** Opening Input records block **

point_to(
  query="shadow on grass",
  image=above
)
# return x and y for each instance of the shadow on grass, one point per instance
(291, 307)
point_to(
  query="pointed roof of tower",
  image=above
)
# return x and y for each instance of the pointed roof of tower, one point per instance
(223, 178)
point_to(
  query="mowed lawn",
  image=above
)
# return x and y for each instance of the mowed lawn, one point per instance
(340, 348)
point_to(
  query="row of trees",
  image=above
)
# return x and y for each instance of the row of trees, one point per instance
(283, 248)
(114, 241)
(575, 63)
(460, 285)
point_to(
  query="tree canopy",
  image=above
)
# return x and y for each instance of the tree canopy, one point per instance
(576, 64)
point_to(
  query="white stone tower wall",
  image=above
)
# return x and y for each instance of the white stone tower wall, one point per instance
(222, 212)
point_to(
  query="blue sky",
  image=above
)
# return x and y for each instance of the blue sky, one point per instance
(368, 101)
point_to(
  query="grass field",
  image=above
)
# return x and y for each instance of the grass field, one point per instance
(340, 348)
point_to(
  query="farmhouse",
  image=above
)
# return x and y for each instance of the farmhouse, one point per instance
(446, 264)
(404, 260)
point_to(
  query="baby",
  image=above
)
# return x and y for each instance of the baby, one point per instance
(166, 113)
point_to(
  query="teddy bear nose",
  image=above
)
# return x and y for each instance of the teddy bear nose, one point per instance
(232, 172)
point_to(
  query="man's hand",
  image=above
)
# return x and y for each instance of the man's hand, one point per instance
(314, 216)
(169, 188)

** Closing Input records block **

Task:
Each line of the data is to be output exactly, with none skipped.

Result of the task:
point_to(
  query="shadow on grass",
  image=above
)
# return x and y for each instance of the shadow on grass, one point per instance
(291, 307)
point_to(
  query="pointed roof of tower",
  image=above
)
# return x and y for each instance of the pointed roof of tower, one point per instance
(223, 178)
point_to(
  query="mowed lawn",
  image=above
)
# return x and y for each instance of the mowed lawn, one point per instance
(340, 348)
point_to(
  query="row of trees",
  image=above
)
# return x and y for each instance of the row of trees, one point per instance
(283, 248)
(114, 241)
(575, 63)
(460, 285)
point_to(
  query="tree canopy",
  image=above
)
# return x and y for each instance of the tree canopy, one point per instance
(576, 64)
point_to(
  query="white stone tower wall",
  image=above
)
# return x and y for each instance of the white stone tower wall, one point per instance
(222, 212)
point_to(
  query="blue sky",
  image=above
)
# return x and y for each instance of the blue sky, one point per instance
(368, 101)
point_to(
  query="grass field",
  image=above
)
# return x and y for each instance of the grass field, one point per instance
(340, 348)
point_to(
  query="farmhouse",
  image=above
)
# return x and y for each instance of the farmhouse, one point per instance
(446, 264)
(404, 260)
point_to(
  query="baby",
  image=above
)
# return x and y for each instance of the baby, one point per instance
(166, 113)
point_to(
  query="teddy bear nose",
  image=above
)
# return x and y for each instance of the teddy bear nose, one point per instance
(232, 172)
point_to(
  query="man's hand",
  image=above
)
# return x and y for each instance of the man's hand, one point per instance
(314, 216)
(169, 188)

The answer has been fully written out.